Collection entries
BEGIN

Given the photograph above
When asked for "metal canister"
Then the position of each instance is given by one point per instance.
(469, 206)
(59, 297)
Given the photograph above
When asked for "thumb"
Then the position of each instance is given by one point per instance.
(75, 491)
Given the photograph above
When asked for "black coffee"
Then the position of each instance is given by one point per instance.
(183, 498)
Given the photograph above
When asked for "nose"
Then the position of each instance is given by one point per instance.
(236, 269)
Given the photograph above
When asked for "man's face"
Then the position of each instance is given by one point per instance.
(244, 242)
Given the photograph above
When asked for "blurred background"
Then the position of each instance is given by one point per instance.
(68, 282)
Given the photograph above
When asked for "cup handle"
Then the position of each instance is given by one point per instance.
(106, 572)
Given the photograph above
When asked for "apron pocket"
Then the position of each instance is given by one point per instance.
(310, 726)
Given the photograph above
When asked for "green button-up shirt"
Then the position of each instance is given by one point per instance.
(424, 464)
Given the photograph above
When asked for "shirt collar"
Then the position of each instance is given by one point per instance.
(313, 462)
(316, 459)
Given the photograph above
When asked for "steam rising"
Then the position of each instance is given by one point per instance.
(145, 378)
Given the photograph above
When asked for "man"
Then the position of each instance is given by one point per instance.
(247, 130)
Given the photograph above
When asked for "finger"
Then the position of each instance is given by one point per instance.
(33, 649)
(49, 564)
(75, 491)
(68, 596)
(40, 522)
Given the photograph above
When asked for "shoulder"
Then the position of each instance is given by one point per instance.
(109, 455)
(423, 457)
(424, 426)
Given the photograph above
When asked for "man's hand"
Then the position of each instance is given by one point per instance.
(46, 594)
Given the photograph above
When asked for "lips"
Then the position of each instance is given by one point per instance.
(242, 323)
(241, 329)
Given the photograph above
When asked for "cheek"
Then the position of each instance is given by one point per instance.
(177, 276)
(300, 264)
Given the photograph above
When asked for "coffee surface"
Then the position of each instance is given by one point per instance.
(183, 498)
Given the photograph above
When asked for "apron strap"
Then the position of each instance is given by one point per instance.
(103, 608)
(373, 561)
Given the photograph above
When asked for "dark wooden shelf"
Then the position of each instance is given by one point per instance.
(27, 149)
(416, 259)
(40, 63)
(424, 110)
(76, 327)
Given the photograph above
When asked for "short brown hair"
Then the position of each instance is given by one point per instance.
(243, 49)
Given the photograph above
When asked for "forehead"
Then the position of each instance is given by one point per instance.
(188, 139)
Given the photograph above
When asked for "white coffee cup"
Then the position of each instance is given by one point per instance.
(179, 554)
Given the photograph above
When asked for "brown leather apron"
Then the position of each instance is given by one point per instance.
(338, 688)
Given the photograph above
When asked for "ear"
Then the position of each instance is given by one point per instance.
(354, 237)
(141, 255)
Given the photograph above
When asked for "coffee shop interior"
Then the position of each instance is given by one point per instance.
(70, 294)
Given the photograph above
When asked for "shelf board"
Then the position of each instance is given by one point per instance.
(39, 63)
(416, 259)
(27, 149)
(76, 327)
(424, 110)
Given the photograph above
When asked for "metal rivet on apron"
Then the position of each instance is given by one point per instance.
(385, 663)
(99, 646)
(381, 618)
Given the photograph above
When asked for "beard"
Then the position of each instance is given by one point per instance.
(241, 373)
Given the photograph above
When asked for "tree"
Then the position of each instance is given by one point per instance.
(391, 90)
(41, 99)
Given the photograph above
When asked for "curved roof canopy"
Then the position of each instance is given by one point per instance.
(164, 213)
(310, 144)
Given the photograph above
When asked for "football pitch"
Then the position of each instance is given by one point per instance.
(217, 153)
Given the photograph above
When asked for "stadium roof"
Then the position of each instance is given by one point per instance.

END

■ TASK GOAL:
Retrieve each line from the records above where the word "metal" occurs.

■ RESPONSE BELOW:
When asked for "metal canister"
When asked for "metal rivet on apron"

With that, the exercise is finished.